AIM leader Vernon Bellecourt passes
Critic of American Indian sports monikers
By Steve Karnowski -- Associated Press
MINNEAPOLIS (AP) - Vernon Bellecourt, who fought against the use of Indian nicknames for sports teams as a longtime leader of the American Indian Movement, died at age 75.
Bellecourt passed away Oct. 13 at Abbott Northwestern Hospital of complications from pneumonia, said his brother, Clyde Bellecourt, a founding member of the American Indian rights group.
Just before he was put on a respirator, Vernon joked that the CIA had finally gotten him, his brother said.
''He was willing to put his butt on the line to draw attention to racism in sports,'' his brother said.
Vernon - whose Objibwe name, WaBun-Inini, means ''Man of Dawn'' - was a member of Minnesota's White Earth band and was an international spokesman for the AIM Grand Governing Council based in Minneapolis.
Clyde helped found AIM as a militant group in 1968 and Vernon soon became involved, taking part in the 1973 occupation of the town of Wounded Knee on the Pine Ridge reservation in South Dakota. He was present only briefly during the 71-day standoff with federal agents, serving mostly as a spokesman and fund raiser, Clyde said.
Vernon was active in the campaign to free AIM activist Leonard Peltier, who was convicted of killing two FBI agents during a shootout in 1975 on the Pine Ridge reservation.
He was also involved as a negotiator in AIM's 1972 occupation of the BIA headquarters in Washington as part of the Trail of Broken Treaties caravan.
In recent years, Vernon had been active in the fight against American Indian nicknames for sports teams as president of the National Coalition on Racism in Sports and Media.
He was arrested in Cleveland during the 1997 World Series and again in 1998 during protests against the Cleveland Indians' mascot, Chief Wahoo. Charges were dropped the first time and he was never charged in the second case.
After Wounded Knee, Vernon became a leader of AIM's work abroad, meeting with presidents such as Daniel Ortega of Nicaragua, Palestinian leader Yasser Arafat and Libyan leader Moammar Gadhafi, his brother said. He said they plan to list them as honorary pallbearers.
Clyde said his brother had been in Venezuela in September to meet with President Hugo Chavez to discuss Chavez's program for providing heating assistance to American Indian tribes. He fell ill around the time of his return, Clyde said.

_DATASET EXCERPTS_.
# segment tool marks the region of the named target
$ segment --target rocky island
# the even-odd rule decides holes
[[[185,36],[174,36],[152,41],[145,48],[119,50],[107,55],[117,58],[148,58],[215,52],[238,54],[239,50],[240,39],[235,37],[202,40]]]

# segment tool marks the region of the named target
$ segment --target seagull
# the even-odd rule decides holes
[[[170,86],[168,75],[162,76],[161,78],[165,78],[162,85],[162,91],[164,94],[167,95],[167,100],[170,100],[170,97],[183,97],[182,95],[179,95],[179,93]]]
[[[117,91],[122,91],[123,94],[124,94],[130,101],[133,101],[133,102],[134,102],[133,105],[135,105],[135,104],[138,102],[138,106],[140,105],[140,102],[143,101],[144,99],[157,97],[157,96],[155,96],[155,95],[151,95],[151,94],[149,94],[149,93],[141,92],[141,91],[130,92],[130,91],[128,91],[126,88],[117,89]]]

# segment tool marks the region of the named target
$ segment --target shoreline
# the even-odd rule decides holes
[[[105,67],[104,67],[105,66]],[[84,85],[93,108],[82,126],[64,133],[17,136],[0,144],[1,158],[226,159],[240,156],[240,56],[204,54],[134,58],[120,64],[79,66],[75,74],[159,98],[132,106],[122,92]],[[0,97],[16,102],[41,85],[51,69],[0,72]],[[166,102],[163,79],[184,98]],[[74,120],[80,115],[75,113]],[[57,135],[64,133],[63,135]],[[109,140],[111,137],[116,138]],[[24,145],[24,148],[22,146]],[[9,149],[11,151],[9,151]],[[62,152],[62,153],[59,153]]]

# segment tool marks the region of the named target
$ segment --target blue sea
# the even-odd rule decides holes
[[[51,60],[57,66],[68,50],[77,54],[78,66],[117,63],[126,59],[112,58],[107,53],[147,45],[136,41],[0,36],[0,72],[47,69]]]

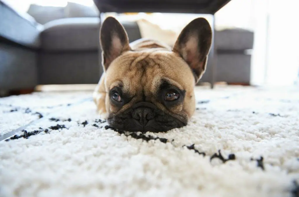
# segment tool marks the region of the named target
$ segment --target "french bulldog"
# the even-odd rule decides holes
[[[130,43],[123,27],[111,17],[100,32],[104,72],[93,98],[109,125],[153,132],[186,126],[195,109],[194,88],[206,70],[211,48],[208,21],[190,22],[172,48],[150,39]]]

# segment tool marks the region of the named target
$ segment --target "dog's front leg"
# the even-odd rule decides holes
[[[105,89],[105,74],[104,73],[102,75],[93,95],[94,101],[97,106],[97,111],[103,118],[105,118],[107,115],[105,104],[106,93]]]

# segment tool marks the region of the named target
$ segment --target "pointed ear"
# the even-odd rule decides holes
[[[107,18],[100,30],[102,63],[106,71],[111,62],[123,52],[130,50],[126,30],[117,20]]]
[[[190,66],[196,82],[206,70],[212,36],[212,29],[209,22],[204,18],[198,18],[190,22],[183,29],[173,49]]]

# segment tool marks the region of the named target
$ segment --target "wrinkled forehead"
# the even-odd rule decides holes
[[[186,63],[167,51],[128,52],[116,59],[107,73],[107,90],[120,87],[130,95],[156,94],[165,83],[183,90],[194,81]]]

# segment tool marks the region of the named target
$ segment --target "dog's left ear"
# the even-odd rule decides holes
[[[212,29],[209,22],[204,18],[198,18],[190,22],[183,29],[173,49],[190,66],[195,74],[196,82],[206,70],[212,36]]]
[[[102,63],[105,71],[113,60],[130,50],[129,38],[123,26],[115,18],[107,17],[100,30]]]

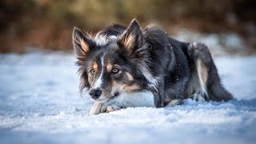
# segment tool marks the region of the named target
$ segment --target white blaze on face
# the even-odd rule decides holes
[[[93,86],[93,89],[97,89],[97,88],[101,88],[102,84],[102,74],[103,74],[103,70],[104,70],[104,56],[105,54],[103,54],[103,56],[101,58],[101,63],[102,63],[102,70],[100,72],[100,75],[98,78],[98,79],[96,80],[95,83]]]

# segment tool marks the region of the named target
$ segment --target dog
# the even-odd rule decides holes
[[[154,25],[142,30],[136,19],[94,36],[74,27],[72,38],[81,92],[94,102],[90,114],[233,98],[203,43],[179,42]]]

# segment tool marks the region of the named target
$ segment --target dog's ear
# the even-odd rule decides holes
[[[77,27],[74,27],[72,41],[74,50],[78,58],[86,57],[89,51],[95,46],[94,41],[84,35]]]
[[[118,41],[120,47],[126,49],[130,54],[132,54],[136,50],[143,46],[143,34],[138,22],[133,19],[127,29],[121,35]]]

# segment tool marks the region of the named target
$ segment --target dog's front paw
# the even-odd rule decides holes
[[[108,113],[112,112],[112,111],[117,111],[119,110],[121,110],[121,107],[118,106],[116,105],[110,105],[110,106],[106,106],[106,112],[108,112]]]
[[[106,112],[106,106],[104,103],[95,102],[93,107],[90,109],[90,115],[98,114],[100,113]]]

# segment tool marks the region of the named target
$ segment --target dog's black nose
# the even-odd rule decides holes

_WHAT YOU WILL DO_.
Please write out the article on Vernon Bellecourt word for word, from "After Wounded Knee, Vernon" up to and including "return, Clyde said.". The material isn't needed here.

_RESPONSE FOR THIS EXERCISE_.
After Wounded Knee, Vernon became a leader of AIM's work abroad, meeting with presidents such as Daniel Ortega of Nicaragua, Palestinian leader Yasser Arafat and Libyan leader Moammar Gadhafi, his brother said. He said they plan to list them as honorary pallbearers.
Clyde said his brother had been in Venezuela in September to meet with President Hugo Chavez to discuss Chavez's program for providing heating assistance to American Indian tribes. He fell ill around the time of his return, Clyde said.